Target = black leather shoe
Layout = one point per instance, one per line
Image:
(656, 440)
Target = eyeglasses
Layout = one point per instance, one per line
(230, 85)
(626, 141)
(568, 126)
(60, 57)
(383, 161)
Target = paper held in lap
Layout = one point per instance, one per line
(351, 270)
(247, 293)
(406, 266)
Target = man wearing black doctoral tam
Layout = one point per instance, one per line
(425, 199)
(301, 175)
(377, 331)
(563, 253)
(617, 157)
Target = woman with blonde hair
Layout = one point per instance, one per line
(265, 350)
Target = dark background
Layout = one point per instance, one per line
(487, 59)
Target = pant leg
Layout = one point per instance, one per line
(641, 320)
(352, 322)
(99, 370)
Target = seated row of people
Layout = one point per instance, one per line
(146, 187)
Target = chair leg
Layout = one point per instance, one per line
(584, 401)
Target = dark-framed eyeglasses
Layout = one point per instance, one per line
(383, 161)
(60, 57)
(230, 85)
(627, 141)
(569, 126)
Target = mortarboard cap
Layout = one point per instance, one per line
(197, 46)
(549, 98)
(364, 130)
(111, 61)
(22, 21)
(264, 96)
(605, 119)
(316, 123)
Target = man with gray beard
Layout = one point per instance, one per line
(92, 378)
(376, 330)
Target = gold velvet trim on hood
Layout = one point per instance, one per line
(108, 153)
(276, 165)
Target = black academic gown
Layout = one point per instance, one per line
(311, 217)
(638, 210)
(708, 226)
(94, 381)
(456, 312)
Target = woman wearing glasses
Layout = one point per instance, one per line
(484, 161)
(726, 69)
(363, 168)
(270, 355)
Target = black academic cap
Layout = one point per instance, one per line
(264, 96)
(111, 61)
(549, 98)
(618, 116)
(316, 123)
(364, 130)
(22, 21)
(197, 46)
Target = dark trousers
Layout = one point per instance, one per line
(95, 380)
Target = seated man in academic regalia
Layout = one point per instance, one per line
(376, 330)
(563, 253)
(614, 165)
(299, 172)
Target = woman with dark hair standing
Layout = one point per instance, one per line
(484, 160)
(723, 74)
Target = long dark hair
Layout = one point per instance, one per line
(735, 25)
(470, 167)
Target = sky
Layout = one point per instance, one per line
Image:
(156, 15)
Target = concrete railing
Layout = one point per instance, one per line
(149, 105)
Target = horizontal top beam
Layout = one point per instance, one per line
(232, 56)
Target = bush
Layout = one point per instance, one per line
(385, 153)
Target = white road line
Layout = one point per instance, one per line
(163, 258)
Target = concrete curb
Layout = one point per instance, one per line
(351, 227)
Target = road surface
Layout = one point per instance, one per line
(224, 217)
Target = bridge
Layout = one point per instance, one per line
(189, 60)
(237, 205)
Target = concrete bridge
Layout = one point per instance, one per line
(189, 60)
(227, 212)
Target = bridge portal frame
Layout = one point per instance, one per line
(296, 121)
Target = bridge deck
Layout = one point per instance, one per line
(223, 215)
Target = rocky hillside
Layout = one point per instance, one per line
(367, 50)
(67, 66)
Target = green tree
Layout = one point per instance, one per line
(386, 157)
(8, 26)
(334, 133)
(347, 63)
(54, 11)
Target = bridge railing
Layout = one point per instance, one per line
◆ ◆ ◆ ◆
### Goal:
Write out the data again, exactly and in full.

### Exercise response:
Target = black leather shoe
Layout = one point per instance, one per line
Image:
(656, 440)
Target = eyeglasses
Layout = one point per instance, one per line
(230, 85)
(626, 141)
(568, 126)
(60, 57)
(383, 161)
Target = paper held in lap
Layout = one point per instance, one per line
(351, 270)
(247, 293)
(406, 266)
Target = man wearing black doctoral tam
Layout = one point per instance, one per line
(425, 199)
(301, 175)
(377, 331)
(563, 253)
(617, 157)
Target = woman with blonde hair
Layout = one point per instance, one per line
(265, 350)
Target = dark background
Layout = one point per instance, one per line
(487, 59)
Target = pant leg
Layout = one point per instance, one per line
(641, 320)
(352, 322)
(99, 370)
Target = seated row of people
Layout = one point per instance, one per line
(146, 187)
Target = chair leg
Layout = one point per instance, one per line
(584, 401)
Target = dark-framed eyeglasses
Layout = one point per instance, one per line
(383, 161)
(60, 57)
(230, 85)
(627, 141)
(569, 126)
Target = mortarboard cap
Layout = one point per instance, one per line
(197, 46)
(549, 98)
(364, 130)
(111, 61)
(22, 21)
(264, 96)
(605, 119)
(316, 123)
Target = man with gray beard
Layout = one point per instance, one per line
(92, 378)
(376, 330)
Target = gold velvet trim on hood
Layout = one point per instance, one per line
(108, 153)
(276, 165)
Target = black academic gown
Layout = one point per instance, one per line
(311, 217)
(638, 210)
(708, 226)
(94, 381)
(456, 312)
Target = woman wearing glasses
Layout = one point per instance, one per line
(484, 161)
(726, 69)
(363, 168)
(270, 355)
Target = black academic cap
Layout = one point per instance, one per line
(264, 96)
(111, 61)
(549, 98)
(618, 116)
(316, 123)
(364, 130)
(22, 21)
(197, 46)
Target = dark trousers
Layout = one point per instance, one per line
(95, 380)
Target = seated man in academic regalia
Layout = one point per instance, one per line
(376, 330)
(563, 253)
(614, 165)
(299, 172)
Target = woman with dark hair standing
Layout = one point per instance, one per line
(484, 160)
(723, 74)
Target = long dark hair
Layout = one point per instance, one per line
(735, 25)
(470, 167)
Target = sky
Layout = one point per instance, one per line
Image:
(156, 15)
Target = concrete railing
Layout = one point per instance, one per line
(149, 105)
Target = horizontal top beam
Layout = one point per instance, one per line
(232, 56)
Target = bush
Layout = one point per instance, one per line
(385, 153)
Target = white road line
Layout = one point per instance, one per line
(163, 258)
Target = concrete curb
Layout = one point per instance, one per line
(351, 227)
Target = road surface
Layout = one point per instance, one per line
(224, 217)
Target = bridge
Layout = one point per instance, one per line
(189, 60)
(237, 205)
Target = concrete bridge
Layout = one point per instance, one per line
(189, 60)
(227, 212)
Target = bridge portal frame
Layout = one point per instance, one per line
(296, 121)
Target = bridge deck
Layout = one point per instance, one per line
(223, 215)
Target = rocky hillside
Layout = one point per instance, one per line
(367, 50)
(67, 66)
Target = green tree
Layout = one point per instance, one per line
(386, 157)
(8, 26)
(334, 133)
(347, 63)
(54, 11)
Target = bridge railing
Layout = one point per instance, one per line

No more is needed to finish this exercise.